Text block

%%

I've stepped through the code and I've managed to get it working. However, I had to make two major (probably breaking) changes.
At first, I thought the issue was that the LEVELDB_ROOTLIST_KEY
was being evaluated wrong, and the group separator symbol wasn't being encoded correctly, but it turned out that it's actually the opposite. It seems that there is no group separator in the rootlist key in my levelDB. Instead it's just a space char. So I've changed L24 to:
LEVELDB_ROOTLIST_KEY = b"!pl#slc# spotify:user:{}:rootlist#"
That's odd and all, but after I made that change, I found that still didn't fix it. Instead now the code wasn't even reaching the files that contained the rootlist key. bytestring_less_or_equal
returns True in a bunch of cases where the keys don't match, which caused it to break the loop and just give up searching.
My initial fix was to edit bytestring_less_or_equal
as below, because while I understand this behaviour when the function is used as a comparator, we're not really using it as one here:
if byte1 == group_separator and byte2 != group_separator:
return False
if byte1 != group_separator and byte2 == group_separator:
return False
if byte1 < byte2:
return False
elif byte1 > byte2:
return False
But on further review of the code, a simpler fix is to simply remove the break
on L422.
I have pushed a branch with those changes for you to have a proper look: https://github.com/Nitemice/spotify-folders/commit/63a40c789de273dd7a95997816c8c2d81ccce194
@Nitemice Nice debugging there! :)
Change 1 is very interesting, and I'd like to learn more about thisโis this Windows specific, is there something else going on? I wonder if we could get others to give us data here.
Change 2 makes it so that every key in every table is traversed. This takes longer. However, it could be a fall-back option, in case no key is found.
Here's what I propose in terms of changes (for now):
I'm assuming the greenbase.KeyComparator
may need fixing. What would be really helpful, is if you can check all the keys in your tables, and see how they're ordered; I'm curious if you can find any patterns. For me, it seems to be an alphanumeric regular ordering, except for the group_separators. If you don't know how to output the keys in a ldb file (in their stored order), I can write you a script.
@Nitemice Digging some more, I've noticed the pattern of the keys here seem to be:
PREFIX {SPACER} SUFFIX
where PREFIX can be something like:
!pl#add#
!pl#changes#
!cit#cit#
etc.and the spacers are
$
%
&
\x1d
etc.Does the spacer encode some number, is there some logic behind it? I don't understand. Also, the ordering of the keys becomes more confusing the closer I look at it.
@Nitemice FYI, pushed a new version based on our current understanding.

%%

Stored data

%%

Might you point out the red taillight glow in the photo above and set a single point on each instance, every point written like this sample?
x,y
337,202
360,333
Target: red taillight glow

%%

Task requirements
A. In the thread, condense the paragraph that begins "That's odd and all" into a shorter version that keeps its main facts.
B. Extract from the thread the passage between "Here's what I" and "you a script.", inclusive.

Expected outputs
A. The key change alone did not fix the problem. The code then failed to reach the files containing the rootlist key, because bytestring_less_or_equal returns True in many cases where the keys do not match. That breaks the loop and stops the search.

B.
Here's what I propose in terms of changes (for now):
I'm assuming the greenbase.KeyComparator
may need fixing. What would be really helpful, is if you can check all the keys in your tables, and see how they're ordered; I'm curious if you can find any patterns. For me, it seems to be an alphanumeric regular ordering, except for the group_separators. If you don't know how to output the keys in a ldb file (in their stored order), I can write you a script.